-- Start of Document excerpt --

The Nerves were an American power pop trio formed in 1974 and based in Los Angeles, California featuring guitarist Jack Lee, bassist Peter Case, and drummer Paul Collins.  All three members composed songs and sang.  They managed an international tour in the U.S. and Canada, including dates with The Ramones, and performances for the troops as part of the United Services Organization (USO).

Career
The Nerves lasted a short time and self-released one self-titled four-song EP in 1976, featuring the songs "Hanging on the Telephone" (Lee), "When You Find Out" (Case), "Give Me Some Time" (Lee), and "Working Too Hard" (Collins).  In addition to being the drummer, Paul Collins was also the trio's manager and did most of the bookings and promotion. The Nerves' EP was distributed by independent Bomp! Records and officially re-released on CD and vinyl by Alive Records in 2008, followed by a second release of The Breakaways, an album of post-Nerves recordings made by Collins and Case prior to the formation of Collins' group The Beat.

-- End of Document excerpt --

• What is asked
**A.** Switch "Los Angeles" to "San Francisco" in the passage on the Nerves, starting with "The Nerves were" and going on through "Services Organization (USO).", and write out that stretch.
**B.** Please resume the passage on the Nerves, continuing from the end of its final sentence.
You won't need the records.

-- Start of Information supplied --

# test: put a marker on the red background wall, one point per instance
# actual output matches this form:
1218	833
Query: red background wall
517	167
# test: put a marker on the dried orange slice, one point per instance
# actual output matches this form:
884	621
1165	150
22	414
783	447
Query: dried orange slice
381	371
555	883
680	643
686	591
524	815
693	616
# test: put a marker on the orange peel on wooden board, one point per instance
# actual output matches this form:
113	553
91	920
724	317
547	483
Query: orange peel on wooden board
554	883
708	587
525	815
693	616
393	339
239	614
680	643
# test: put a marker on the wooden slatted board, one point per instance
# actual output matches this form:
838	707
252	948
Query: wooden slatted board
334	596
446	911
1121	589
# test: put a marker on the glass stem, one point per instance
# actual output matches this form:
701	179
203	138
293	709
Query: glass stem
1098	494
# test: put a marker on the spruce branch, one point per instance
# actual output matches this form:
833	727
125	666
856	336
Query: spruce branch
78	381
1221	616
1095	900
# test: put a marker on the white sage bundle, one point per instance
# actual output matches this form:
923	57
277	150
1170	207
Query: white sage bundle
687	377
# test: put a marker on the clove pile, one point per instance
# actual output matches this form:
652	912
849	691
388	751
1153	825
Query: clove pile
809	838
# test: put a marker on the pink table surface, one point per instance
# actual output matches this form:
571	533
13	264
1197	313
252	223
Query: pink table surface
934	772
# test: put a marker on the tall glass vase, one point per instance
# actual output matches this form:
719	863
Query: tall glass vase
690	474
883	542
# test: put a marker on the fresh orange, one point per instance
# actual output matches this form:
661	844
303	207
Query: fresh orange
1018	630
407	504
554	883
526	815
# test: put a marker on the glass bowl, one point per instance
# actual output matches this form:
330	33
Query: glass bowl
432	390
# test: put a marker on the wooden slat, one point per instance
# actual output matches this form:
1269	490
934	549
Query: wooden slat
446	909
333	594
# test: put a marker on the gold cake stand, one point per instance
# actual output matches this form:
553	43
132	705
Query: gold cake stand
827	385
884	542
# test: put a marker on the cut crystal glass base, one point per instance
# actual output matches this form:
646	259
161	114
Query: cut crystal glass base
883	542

-- End of Information supplied --

• Expected outputs
**A.**
The Nerves were an American power pop trio formed in 1974 and based in San Francisco, California featuring guitarist Jack Lee, bassist Peter Case, and drummer Paul Collins.  All three members composed songs and sang.  They managed an international tour in the U.S. and Canada, including dates with The Ramones, and performances for the troops as part of the United Services Organization (USO).

**B.**
Despite their limited lifespan and discography, The Nerves remain notable for many reasons.  They were the founding vanguard of the Los Angeles  punk and pop scenes that eventually produced The Knack, The Beat and The Plimsouls.  After The Nerves' break-up, Case and Collins formed The Breakaways with Pat Stengl, a group that would have an even shorter lifespan than The Nerves.  Thereafter, however, Case and Collins went on to front more notable groups, The Plimsouls (who had a Billboard Top 100 hit with "A Million Miles Away") and The Beat, respectively.  But perhaps the most notable legacy of the group is the song "Hanging on the Telephone": Blondie later covered the song on their album Parallel Lines and turned it into a UK top 5 hit, and thanks to Blondie's success, the song has become something of a standard, later re-done by groups as diverse as L7, Def Leppard, Cat Power (whose version was featured in Cingular commercials in 2006), and Hep Alien, Lane Kim's fictional band on dramedy The Gilmore Girls.  While it is likely some of these artists are unaware of the original Nerves version, others were also from Los Angeles and what was, at the time, its small underground music scene and would be able to reference the original.  Blondie included a second Lee composition on Parallel Lines, "Will Anything Happen?"  Lee also went on to write a hit for Paul Young, "Come Back and Stay".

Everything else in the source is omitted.